Copy the lines of the records below word for word, from the line containing "Place a point on every instance of the yellow plastic" down to the line containing "x=1063 y=775", including both of those lines.

━━━ DATA SECTION ━━━

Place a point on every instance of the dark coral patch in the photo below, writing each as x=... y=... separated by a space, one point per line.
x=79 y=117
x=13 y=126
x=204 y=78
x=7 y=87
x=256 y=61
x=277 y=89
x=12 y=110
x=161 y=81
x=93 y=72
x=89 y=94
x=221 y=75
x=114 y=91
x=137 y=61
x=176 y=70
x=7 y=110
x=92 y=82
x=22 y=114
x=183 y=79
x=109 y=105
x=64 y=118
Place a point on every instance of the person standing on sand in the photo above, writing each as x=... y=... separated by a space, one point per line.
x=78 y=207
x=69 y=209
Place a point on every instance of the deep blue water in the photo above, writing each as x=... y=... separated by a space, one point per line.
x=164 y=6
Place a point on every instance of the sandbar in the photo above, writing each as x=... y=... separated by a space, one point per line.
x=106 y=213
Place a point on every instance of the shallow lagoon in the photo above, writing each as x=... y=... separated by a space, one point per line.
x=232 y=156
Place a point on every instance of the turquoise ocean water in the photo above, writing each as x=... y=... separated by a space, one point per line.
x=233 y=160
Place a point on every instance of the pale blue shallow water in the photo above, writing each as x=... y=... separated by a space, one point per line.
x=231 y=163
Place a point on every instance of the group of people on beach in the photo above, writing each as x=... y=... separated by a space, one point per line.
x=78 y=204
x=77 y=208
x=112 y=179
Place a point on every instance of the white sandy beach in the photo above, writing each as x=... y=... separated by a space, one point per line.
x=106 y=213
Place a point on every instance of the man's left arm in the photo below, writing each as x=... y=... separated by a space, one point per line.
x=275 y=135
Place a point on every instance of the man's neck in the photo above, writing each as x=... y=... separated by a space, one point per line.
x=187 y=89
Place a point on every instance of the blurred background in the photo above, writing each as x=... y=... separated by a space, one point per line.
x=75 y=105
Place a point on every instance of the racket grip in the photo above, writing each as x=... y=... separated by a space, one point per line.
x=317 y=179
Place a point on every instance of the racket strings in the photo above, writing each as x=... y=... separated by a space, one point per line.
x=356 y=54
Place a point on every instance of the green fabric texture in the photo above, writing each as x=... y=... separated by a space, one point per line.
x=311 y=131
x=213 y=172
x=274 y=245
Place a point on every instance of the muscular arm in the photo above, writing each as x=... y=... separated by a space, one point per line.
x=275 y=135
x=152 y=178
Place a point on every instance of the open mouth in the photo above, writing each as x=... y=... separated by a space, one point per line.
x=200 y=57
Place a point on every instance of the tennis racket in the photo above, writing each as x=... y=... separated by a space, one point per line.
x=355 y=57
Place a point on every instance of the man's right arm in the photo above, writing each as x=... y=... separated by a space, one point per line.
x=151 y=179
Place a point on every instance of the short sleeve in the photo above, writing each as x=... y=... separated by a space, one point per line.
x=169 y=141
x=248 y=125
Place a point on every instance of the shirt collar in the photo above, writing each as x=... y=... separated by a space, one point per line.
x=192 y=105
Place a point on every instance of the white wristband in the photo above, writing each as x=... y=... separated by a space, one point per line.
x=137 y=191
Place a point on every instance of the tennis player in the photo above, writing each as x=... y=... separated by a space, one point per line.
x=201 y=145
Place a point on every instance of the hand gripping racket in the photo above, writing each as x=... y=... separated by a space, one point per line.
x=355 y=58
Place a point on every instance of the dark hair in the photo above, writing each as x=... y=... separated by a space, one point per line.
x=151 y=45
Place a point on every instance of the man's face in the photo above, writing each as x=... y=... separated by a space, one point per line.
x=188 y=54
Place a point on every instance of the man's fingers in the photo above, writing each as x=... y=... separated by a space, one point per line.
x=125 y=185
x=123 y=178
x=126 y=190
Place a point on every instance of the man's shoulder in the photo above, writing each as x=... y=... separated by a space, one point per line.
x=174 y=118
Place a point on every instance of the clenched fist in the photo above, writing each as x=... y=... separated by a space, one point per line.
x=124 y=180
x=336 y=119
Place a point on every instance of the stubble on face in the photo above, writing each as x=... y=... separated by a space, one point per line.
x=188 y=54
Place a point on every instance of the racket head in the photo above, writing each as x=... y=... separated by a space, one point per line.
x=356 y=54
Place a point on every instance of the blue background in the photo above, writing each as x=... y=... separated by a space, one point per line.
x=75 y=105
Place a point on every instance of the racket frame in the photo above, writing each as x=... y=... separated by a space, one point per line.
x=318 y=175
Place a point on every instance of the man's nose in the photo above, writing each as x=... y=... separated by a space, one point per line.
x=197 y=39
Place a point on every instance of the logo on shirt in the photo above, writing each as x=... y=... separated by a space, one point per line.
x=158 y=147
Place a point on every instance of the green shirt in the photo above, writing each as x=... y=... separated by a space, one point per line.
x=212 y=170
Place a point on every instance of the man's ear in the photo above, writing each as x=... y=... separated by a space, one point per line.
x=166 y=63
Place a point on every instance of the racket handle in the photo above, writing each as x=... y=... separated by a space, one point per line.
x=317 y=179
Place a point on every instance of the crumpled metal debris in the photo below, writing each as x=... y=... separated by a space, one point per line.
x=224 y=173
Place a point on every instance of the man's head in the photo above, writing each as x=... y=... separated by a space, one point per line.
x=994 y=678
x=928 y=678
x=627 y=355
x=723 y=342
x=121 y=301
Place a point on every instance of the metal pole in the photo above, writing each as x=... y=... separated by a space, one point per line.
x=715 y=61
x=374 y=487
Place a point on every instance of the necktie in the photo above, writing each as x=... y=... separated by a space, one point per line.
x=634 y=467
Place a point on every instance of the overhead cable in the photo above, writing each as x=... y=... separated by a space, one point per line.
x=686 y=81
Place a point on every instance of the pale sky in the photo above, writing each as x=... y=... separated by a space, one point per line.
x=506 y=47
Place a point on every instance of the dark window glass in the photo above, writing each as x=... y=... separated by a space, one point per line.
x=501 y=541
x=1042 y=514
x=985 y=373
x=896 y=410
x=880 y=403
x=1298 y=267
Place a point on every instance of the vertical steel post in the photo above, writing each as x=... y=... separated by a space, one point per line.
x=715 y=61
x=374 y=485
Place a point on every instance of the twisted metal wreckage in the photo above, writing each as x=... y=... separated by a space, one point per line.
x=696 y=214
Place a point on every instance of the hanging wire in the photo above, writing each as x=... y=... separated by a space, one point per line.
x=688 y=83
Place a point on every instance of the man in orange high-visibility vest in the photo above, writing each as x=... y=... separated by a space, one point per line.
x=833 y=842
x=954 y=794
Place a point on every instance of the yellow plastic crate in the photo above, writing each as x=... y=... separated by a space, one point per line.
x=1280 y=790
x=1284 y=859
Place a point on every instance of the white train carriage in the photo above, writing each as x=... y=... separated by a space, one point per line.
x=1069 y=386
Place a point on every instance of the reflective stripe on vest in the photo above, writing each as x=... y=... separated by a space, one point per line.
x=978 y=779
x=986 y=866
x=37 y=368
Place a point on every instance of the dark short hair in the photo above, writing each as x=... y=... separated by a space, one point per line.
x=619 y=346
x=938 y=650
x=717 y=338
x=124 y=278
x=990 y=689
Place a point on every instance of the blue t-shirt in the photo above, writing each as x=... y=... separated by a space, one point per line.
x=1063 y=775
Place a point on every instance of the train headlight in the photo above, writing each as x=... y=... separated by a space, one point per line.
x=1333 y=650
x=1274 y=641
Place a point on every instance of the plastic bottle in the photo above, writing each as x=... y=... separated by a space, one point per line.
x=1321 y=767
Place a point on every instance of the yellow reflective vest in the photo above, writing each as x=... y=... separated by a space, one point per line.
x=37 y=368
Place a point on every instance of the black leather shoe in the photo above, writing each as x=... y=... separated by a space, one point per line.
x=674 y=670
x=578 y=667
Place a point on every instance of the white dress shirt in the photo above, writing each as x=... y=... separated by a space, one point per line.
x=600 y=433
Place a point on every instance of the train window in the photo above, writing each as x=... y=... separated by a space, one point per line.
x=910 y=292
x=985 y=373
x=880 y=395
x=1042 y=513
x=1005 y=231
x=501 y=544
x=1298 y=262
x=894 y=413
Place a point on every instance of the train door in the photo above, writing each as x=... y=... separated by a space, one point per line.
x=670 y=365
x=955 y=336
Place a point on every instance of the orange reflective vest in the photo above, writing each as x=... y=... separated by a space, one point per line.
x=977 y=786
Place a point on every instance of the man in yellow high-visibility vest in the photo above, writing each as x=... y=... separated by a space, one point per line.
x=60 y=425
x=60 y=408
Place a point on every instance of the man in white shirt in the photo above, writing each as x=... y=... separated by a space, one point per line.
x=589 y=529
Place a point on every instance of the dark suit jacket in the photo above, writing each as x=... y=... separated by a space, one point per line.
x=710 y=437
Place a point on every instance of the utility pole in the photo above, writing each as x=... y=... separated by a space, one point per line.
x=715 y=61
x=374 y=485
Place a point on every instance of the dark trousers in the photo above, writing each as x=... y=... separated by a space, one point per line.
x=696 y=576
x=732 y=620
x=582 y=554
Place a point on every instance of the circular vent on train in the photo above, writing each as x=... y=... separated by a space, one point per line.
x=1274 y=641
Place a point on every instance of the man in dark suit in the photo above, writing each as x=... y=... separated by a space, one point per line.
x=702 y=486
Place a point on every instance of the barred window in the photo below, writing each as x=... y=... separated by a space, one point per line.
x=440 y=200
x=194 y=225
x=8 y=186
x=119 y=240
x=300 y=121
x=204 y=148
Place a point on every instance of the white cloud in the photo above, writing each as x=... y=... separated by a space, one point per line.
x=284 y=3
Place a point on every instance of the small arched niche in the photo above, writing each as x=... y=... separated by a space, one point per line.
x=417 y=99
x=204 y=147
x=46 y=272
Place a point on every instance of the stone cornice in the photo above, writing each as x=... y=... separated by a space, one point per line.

━━━

*WRITTEN REPLY*:
Place a point on every instance of the yellow plastic crate in the photo above, writing each as x=... y=... separated by a space, one point per line.
x=1280 y=790
x=1284 y=859
Place a point on every instance of the white train carriage in the photo above, writing each as x=... y=... separated by a space, one point per line.
x=1069 y=386
Place a point on every instance of the reflective stripe on vest in the photo above, writing each as x=... y=... separated by a space, one point per line.
x=978 y=779
x=986 y=866
x=37 y=368
Place a point on every instance of the dark short hair in the photo above, writing each as x=... y=... separated by a space, one point per line.
x=619 y=346
x=938 y=650
x=717 y=338
x=124 y=278
x=990 y=689
Place a point on every instance of the blue t-shirt in the photo above, writing each as x=... y=... separated by a space, one point per line.
x=1063 y=775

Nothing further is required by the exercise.